▶ _Passage provided_:
Authorities anticipated a severe spring flood across the Prairies this year and several areas are already seeing waters reach dangerous heights.
Saturated grounds left from the spring of 2010 combined with heavy snow this winter have caused many creeks and rivers to overflow. Water levels have also risen to extreme levels in some places.
“Characteristics such as the size of the watershed, its drainage pattern, how steep or not the river gradient is and how the floodplains and main tributaries are laid out can determine flood risk at a given location,” explains Bryn Jones, a meteorologist at The Weather Network. “Ice jams and how much water is actually contained in the snowpack are other considerations.”
A flood watch issued in southeastern Alberta has residents living in low lying areas on high alert. Officials say the Seven Persons, Bullshead and Ross Creeks rose quickly overnight on Monday. A local state of emergency was declared in the city of Medicine Hat on Tuesday after officials expected a dam that forms the Old Seven Persons Lake reservoir to give way.

▶ _Information given_:
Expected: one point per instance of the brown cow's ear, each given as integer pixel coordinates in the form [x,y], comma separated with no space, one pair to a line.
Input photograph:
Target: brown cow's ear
...
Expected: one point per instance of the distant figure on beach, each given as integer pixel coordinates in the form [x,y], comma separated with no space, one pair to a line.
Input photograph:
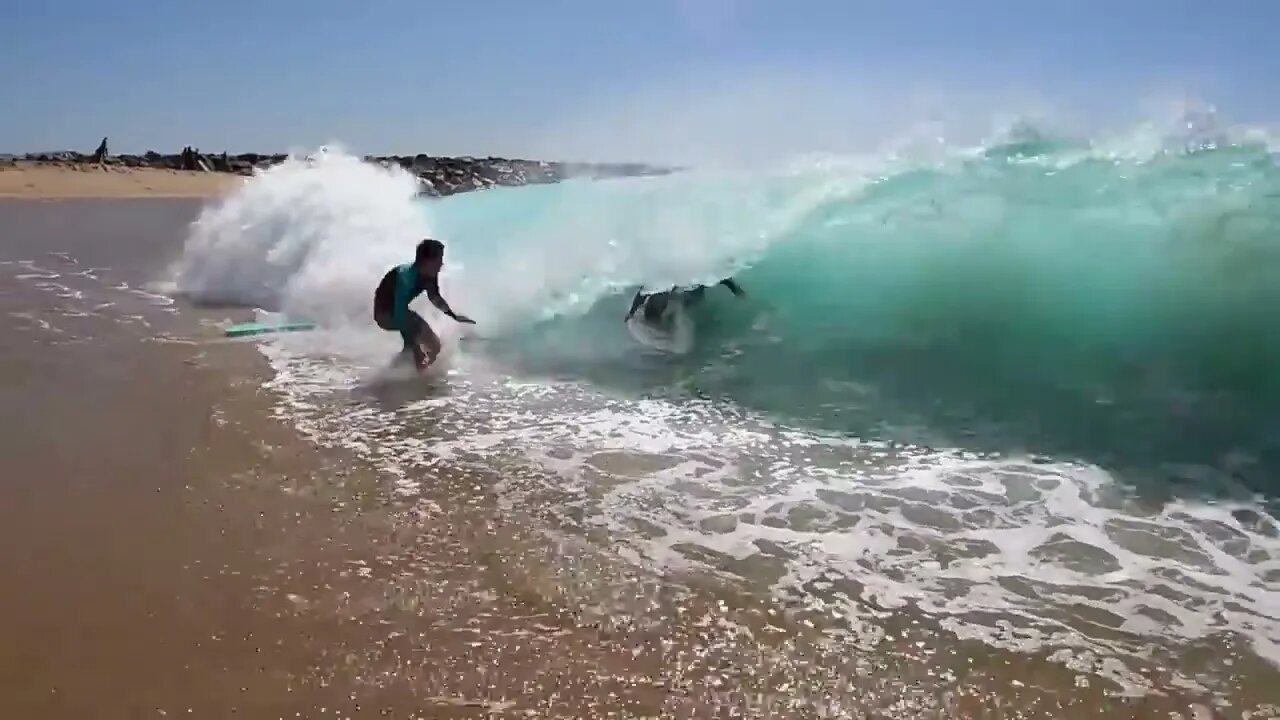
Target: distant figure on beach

▶ _Work item 1_:
In the Prairie flood article, rewrite the passage from "A flood watch" to "to give way.", changing "flood watch" to "flood warning".
▶ _Work item 2_:
According to the Prairie flood article, what is Bryn Jones's job?

▶ _Exercise answer 1_:
A flood warning issued in southeastern Alberta has residents living in low lying areas on high alert. Officials say the Seven Persons, Bullshead and Ross Creeks rose quickly overnight on Monday. A local state of emergency was declared in the city of Medicine Hat on Tuesday after officials expected a dam that forms the Old Seven Persons Lake reservoir to give way.

▶ _Exercise answer 2_:
He is a meteorologist at The Weather Network.